_Supplied data_
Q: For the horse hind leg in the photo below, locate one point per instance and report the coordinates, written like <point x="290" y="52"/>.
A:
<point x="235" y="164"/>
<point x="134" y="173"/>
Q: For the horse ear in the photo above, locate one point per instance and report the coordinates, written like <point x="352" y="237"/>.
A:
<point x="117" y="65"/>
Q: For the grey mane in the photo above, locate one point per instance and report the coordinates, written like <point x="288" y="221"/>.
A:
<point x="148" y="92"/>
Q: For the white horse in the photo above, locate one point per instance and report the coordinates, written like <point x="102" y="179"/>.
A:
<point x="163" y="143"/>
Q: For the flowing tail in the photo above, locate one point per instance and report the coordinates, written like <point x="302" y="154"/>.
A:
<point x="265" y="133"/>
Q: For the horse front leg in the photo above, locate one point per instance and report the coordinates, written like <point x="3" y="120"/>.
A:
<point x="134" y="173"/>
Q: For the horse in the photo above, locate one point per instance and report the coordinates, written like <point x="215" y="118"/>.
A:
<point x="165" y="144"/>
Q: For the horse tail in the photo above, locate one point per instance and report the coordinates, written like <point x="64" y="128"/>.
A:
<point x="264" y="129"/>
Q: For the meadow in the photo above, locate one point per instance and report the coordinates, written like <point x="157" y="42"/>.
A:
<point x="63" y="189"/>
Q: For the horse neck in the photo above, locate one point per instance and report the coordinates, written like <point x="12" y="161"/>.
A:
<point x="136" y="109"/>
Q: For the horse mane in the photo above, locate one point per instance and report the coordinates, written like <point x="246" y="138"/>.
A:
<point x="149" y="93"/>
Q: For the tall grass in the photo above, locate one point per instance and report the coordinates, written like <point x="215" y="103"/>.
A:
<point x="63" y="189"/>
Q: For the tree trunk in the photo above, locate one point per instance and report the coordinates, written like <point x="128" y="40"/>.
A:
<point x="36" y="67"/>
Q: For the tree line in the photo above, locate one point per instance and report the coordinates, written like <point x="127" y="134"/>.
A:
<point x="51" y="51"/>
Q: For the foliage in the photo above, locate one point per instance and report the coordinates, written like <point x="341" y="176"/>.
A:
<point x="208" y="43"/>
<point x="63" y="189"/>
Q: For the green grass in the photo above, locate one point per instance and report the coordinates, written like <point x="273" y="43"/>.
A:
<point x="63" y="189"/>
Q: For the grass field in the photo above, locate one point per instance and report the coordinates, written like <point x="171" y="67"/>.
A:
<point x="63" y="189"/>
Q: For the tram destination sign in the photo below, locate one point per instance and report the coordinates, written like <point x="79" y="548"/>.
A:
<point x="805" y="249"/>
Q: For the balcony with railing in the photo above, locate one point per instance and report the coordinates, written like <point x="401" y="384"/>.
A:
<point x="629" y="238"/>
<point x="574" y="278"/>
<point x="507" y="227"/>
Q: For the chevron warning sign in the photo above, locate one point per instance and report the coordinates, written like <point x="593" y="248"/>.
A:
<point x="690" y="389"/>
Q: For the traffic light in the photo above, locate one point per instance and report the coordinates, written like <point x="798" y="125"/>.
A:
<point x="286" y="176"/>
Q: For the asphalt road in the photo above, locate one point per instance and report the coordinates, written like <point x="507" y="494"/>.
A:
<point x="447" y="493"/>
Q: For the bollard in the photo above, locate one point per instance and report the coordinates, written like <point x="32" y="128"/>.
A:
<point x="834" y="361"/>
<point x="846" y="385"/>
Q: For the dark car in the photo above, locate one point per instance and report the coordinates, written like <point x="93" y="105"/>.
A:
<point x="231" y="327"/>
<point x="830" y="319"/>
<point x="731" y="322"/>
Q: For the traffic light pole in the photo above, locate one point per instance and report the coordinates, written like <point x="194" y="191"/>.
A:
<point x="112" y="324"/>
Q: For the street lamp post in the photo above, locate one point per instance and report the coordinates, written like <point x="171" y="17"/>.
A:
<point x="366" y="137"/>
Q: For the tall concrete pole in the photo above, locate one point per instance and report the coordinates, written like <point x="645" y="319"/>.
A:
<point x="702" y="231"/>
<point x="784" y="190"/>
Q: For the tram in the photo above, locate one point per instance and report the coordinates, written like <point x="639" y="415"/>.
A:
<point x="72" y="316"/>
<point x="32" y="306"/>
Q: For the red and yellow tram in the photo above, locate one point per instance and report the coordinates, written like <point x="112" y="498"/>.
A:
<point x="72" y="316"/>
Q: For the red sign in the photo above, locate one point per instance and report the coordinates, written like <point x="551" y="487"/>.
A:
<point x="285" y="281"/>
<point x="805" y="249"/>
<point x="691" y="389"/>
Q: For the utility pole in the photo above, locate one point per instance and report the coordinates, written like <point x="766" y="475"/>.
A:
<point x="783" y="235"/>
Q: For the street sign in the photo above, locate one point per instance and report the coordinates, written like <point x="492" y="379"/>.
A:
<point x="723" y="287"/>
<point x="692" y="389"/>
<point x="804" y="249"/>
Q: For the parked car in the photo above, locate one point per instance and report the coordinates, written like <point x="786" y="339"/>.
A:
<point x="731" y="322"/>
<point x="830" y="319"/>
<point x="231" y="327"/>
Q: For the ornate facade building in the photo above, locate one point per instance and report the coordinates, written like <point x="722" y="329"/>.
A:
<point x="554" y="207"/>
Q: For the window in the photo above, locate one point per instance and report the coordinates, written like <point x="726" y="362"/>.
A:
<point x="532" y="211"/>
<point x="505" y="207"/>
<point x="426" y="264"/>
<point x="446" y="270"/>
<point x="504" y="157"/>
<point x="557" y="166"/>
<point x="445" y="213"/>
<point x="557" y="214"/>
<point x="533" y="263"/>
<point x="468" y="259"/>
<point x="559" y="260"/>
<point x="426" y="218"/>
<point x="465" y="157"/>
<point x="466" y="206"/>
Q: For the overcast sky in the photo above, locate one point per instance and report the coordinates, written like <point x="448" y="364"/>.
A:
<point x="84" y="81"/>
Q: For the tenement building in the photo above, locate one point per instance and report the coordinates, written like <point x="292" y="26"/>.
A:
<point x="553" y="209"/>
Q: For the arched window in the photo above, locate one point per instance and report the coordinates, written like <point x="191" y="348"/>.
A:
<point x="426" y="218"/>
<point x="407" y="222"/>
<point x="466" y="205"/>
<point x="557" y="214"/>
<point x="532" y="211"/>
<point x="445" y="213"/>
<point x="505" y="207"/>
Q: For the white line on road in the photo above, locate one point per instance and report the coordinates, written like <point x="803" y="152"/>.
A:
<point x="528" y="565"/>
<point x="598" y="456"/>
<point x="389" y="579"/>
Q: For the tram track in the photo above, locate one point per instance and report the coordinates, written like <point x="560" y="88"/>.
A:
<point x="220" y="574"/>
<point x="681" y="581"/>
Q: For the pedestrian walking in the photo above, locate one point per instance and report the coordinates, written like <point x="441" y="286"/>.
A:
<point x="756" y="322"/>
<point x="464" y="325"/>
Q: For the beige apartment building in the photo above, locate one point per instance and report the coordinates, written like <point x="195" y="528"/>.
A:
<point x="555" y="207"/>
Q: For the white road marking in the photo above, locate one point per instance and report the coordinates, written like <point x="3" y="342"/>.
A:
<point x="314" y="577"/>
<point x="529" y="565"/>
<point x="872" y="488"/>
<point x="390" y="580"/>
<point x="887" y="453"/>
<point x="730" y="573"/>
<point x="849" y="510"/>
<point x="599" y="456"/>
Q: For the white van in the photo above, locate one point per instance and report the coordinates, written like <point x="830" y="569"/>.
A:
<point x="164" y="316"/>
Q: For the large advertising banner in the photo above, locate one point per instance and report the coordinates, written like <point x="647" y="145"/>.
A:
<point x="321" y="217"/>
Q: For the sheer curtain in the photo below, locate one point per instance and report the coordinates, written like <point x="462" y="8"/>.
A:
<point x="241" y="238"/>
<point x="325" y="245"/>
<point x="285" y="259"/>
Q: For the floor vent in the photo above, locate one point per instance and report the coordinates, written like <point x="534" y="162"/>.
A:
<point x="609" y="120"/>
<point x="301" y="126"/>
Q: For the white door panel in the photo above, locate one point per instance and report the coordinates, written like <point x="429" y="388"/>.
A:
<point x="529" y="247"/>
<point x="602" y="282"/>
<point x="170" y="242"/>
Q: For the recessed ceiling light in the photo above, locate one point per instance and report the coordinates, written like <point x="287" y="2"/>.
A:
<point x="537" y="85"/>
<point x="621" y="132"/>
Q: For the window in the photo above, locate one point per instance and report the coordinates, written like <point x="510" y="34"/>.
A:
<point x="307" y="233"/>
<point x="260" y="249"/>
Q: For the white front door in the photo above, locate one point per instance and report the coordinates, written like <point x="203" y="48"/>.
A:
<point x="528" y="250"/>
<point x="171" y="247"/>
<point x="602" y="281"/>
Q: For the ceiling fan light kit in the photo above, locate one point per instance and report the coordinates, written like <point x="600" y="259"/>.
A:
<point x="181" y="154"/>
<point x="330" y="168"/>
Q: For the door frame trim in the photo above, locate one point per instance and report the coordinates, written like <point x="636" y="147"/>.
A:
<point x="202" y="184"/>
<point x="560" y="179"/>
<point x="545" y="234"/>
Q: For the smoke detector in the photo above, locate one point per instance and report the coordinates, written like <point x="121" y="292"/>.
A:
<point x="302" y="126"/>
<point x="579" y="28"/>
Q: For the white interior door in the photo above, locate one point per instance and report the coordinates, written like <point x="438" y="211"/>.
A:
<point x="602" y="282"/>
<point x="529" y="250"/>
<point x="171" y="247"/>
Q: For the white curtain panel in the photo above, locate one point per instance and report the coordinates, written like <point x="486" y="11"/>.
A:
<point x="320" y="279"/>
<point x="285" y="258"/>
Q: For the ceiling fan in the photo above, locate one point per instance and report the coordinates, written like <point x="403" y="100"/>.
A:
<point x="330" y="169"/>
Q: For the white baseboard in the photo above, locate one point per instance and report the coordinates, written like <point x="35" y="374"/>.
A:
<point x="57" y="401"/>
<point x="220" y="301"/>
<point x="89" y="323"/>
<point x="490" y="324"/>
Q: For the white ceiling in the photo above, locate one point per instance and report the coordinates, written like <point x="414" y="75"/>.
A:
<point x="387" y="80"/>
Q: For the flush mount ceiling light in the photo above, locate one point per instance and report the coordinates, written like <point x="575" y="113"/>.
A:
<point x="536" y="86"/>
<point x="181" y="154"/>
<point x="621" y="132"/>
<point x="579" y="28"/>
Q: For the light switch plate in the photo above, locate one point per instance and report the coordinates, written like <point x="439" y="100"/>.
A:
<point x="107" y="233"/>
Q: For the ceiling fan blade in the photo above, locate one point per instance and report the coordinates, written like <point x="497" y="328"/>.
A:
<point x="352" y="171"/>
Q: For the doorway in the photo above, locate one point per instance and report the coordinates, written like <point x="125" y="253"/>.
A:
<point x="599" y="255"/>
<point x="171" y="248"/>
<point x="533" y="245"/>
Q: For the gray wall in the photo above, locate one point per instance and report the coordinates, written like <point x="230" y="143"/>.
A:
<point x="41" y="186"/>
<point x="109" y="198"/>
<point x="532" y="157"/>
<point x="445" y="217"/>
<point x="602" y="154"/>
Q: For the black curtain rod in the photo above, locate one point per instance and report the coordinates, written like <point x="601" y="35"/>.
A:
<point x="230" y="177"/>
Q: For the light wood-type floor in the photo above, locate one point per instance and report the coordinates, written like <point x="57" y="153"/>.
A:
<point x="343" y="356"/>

_The problem_
The expected answer is a copy of every line in the entries that holds the word "grass".

_Written solution_
Q: For the tall grass in the photo above, locate one point per instance and report the coordinates, written like <point x="215" y="103"/>.
Q: For the green grass in the photo above, locate one point per instance and report the coordinates, written like <point x="273" y="43"/>.
Q: For the grass field in the photo above, locate one point per instance and report the coordinates, written like <point x="171" y="67"/>.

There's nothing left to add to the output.